DIRECTIONS FOR THIS TASK: Pick out every line of the records below that contains the word "green" and copy each one. Case counts.

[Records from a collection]
(begin)
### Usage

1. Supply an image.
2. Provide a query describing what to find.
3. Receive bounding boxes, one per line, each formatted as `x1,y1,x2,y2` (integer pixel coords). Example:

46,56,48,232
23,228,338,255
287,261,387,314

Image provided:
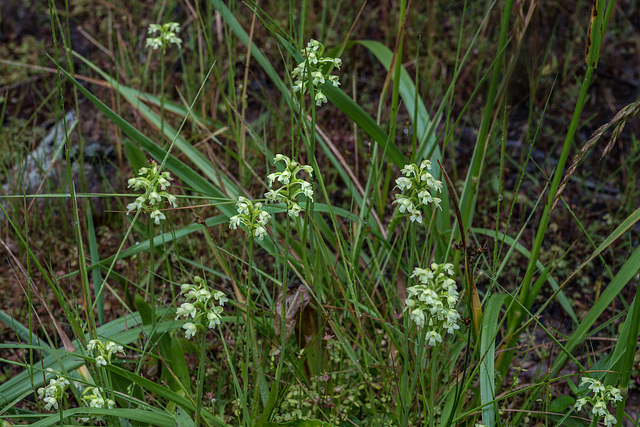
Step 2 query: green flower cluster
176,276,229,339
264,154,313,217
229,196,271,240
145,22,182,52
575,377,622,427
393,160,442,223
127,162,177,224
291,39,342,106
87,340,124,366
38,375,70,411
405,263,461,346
(end)
(begin)
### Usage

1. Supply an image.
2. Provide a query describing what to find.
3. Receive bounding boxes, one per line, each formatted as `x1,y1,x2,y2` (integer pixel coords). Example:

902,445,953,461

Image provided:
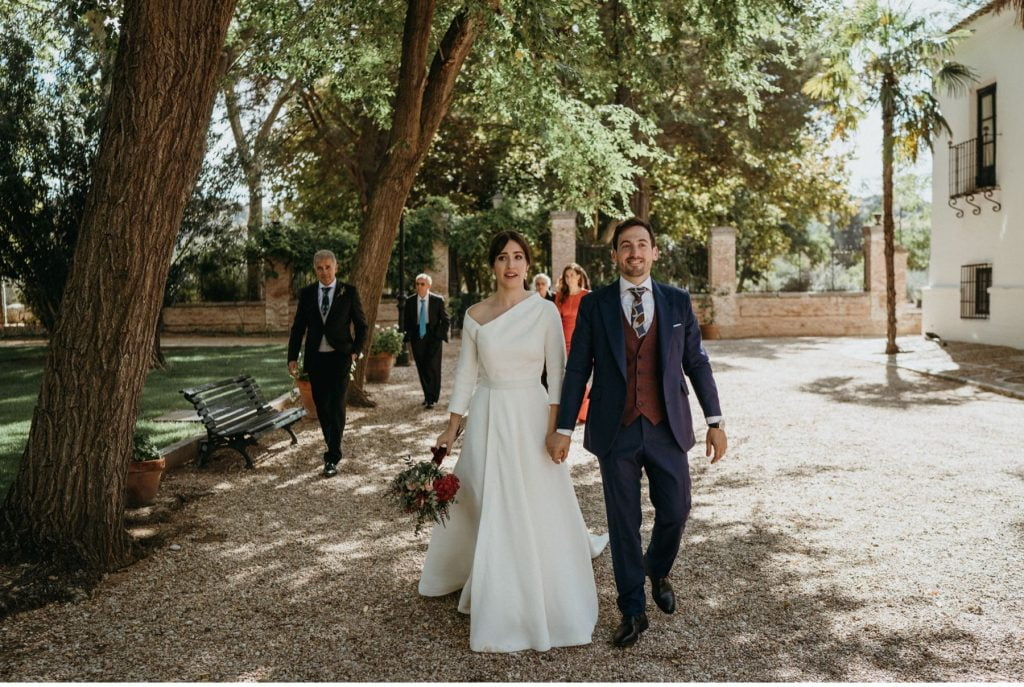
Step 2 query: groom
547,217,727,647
(end)
(begin)
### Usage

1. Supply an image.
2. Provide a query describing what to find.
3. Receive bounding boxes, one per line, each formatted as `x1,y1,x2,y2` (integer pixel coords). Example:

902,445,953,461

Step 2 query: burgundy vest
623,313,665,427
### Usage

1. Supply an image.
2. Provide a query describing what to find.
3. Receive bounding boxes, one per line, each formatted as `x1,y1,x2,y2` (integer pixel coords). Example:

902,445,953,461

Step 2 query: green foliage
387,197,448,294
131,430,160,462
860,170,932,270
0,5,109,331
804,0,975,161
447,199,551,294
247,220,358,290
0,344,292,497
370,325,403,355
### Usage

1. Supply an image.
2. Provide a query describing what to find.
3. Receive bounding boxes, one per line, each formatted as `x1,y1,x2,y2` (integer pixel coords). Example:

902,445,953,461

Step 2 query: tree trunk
(end)
FINAL RESULT:
Step 2 query: green flower cluster
Step 2 query: green foliage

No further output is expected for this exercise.